• Instruction: Render every line of the records below as a two-column Markdown table, with the row number under "Row" and the line itself under "Line." Leave out blank lines and pictures.
:: Input rows
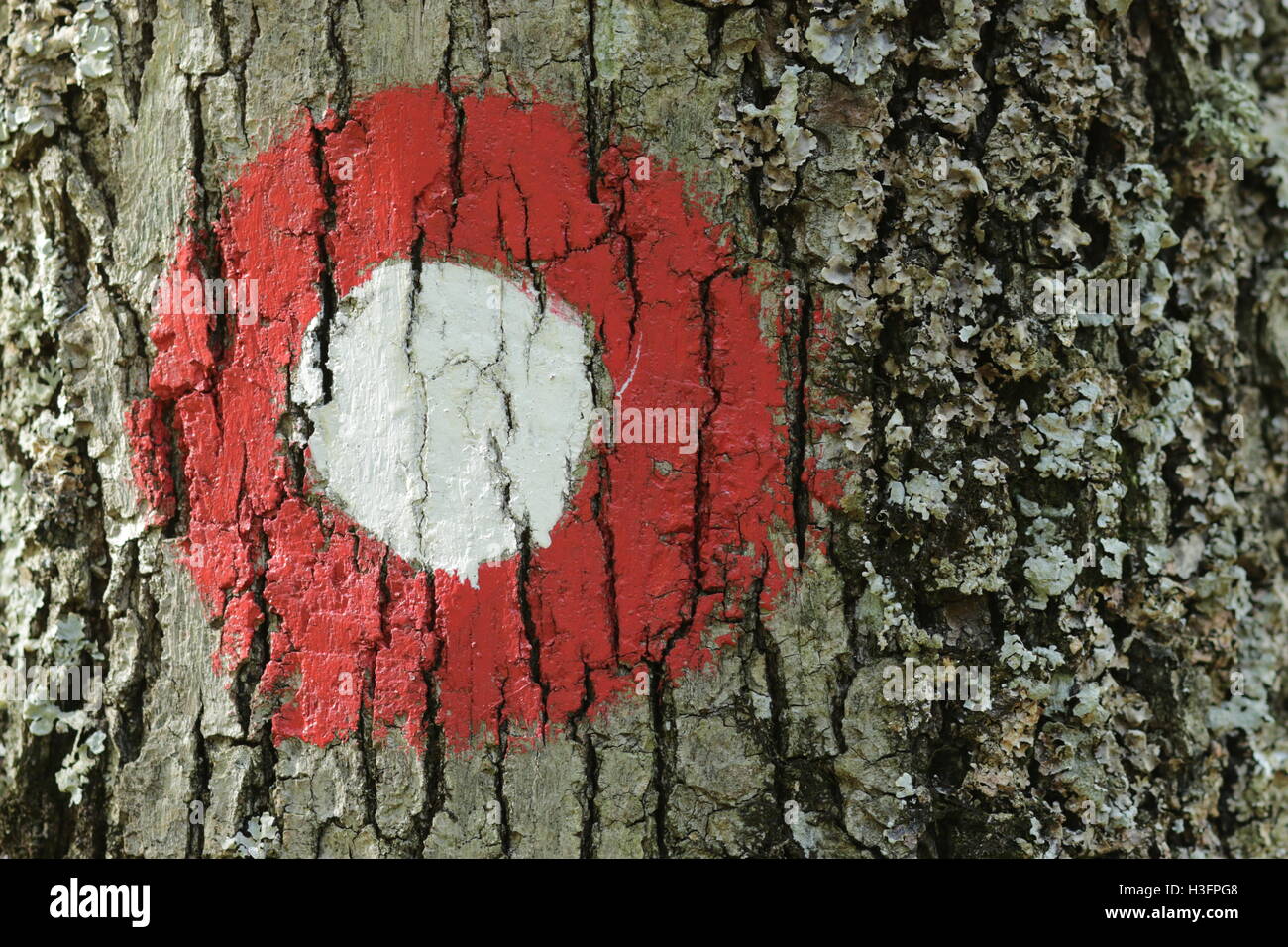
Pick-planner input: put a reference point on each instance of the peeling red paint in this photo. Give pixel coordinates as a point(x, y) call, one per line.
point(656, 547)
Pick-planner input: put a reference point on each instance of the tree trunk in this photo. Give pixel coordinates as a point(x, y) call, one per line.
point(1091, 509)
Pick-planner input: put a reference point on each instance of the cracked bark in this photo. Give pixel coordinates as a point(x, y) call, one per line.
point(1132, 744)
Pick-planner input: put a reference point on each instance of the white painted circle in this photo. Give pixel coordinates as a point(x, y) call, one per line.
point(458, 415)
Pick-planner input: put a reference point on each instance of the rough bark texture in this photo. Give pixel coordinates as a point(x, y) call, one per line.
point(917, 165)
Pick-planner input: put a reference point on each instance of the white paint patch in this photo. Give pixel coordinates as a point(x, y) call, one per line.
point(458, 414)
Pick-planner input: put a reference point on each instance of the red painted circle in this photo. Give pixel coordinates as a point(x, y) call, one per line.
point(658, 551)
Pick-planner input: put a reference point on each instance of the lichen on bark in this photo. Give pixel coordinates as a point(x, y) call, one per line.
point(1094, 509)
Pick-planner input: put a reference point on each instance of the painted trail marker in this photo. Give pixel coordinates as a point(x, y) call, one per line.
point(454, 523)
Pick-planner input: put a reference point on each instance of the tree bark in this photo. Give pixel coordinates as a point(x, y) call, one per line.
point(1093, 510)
::::
• Exercise result:
| Row | Line |
|---|---|
| 1 | Pick-planner input: put a reference point on each instance of the peeling red paint in this photo. Give pixel coordinates as a point(x, y) call, one per line. |
| 2 | point(656, 547) |
| 3 | Pick-planner input: put a reference point on each instance of the tree trunk in this photo. Give pixel coordinates as a point(x, y) call, one per line. |
| 4 | point(1091, 509) |
| 5 | Pick-planner input: put a reference point on each instance of the cracked bark in this photo. Give pixel coordinates as a point(x, y) call, one per line. |
| 6 | point(1132, 744) |
| 7 | Pick-planner input: put a reference point on each instance of the white painted circle in this photo. Give pixel coordinates as a point(x, y) call, one per line. |
| 8 | point(458, 415) |
| 9 | Pick-planner input: put a reference point on each instance of the rough bark texture in this photo. Give pixel coordinates as a point(x, y) call, one per line. |
| 10 | point(917, 165) |
| 11 | Pick-planner input: put a reference point on each instance of the white paint patch in this photo. Give pixel coordinates as a point(x, y) call, one per line. |
| 12 | point(458, 414) |
| 13 | Pick-planner input: put a reference point on each instance of the red painted circle in this photo. Give pixel coordinates as a point(x, y) call, one per line. |
| 14 | point(658, 551) |
| 15 | Pick-planner input: put a reference point on each instance of the lichen on bark in this photo. Give pixel coordinates as a point(x, y) call, one per line. |
| 16 | point(1094, 509) |
| 17 | Pick-planner input: put a reference point on each instance of the painted trail marker in this photo. Give pixel coordinates as a point(x, y) call, one per line. |
| 18 | point(454, 523) |
| 19 | Pick-planner input: put a reference point on each instance of the tree bark in this photo. Give pixel coordinates as a point(x, y) call, one per line. |
| 20 | point(1093, 510) |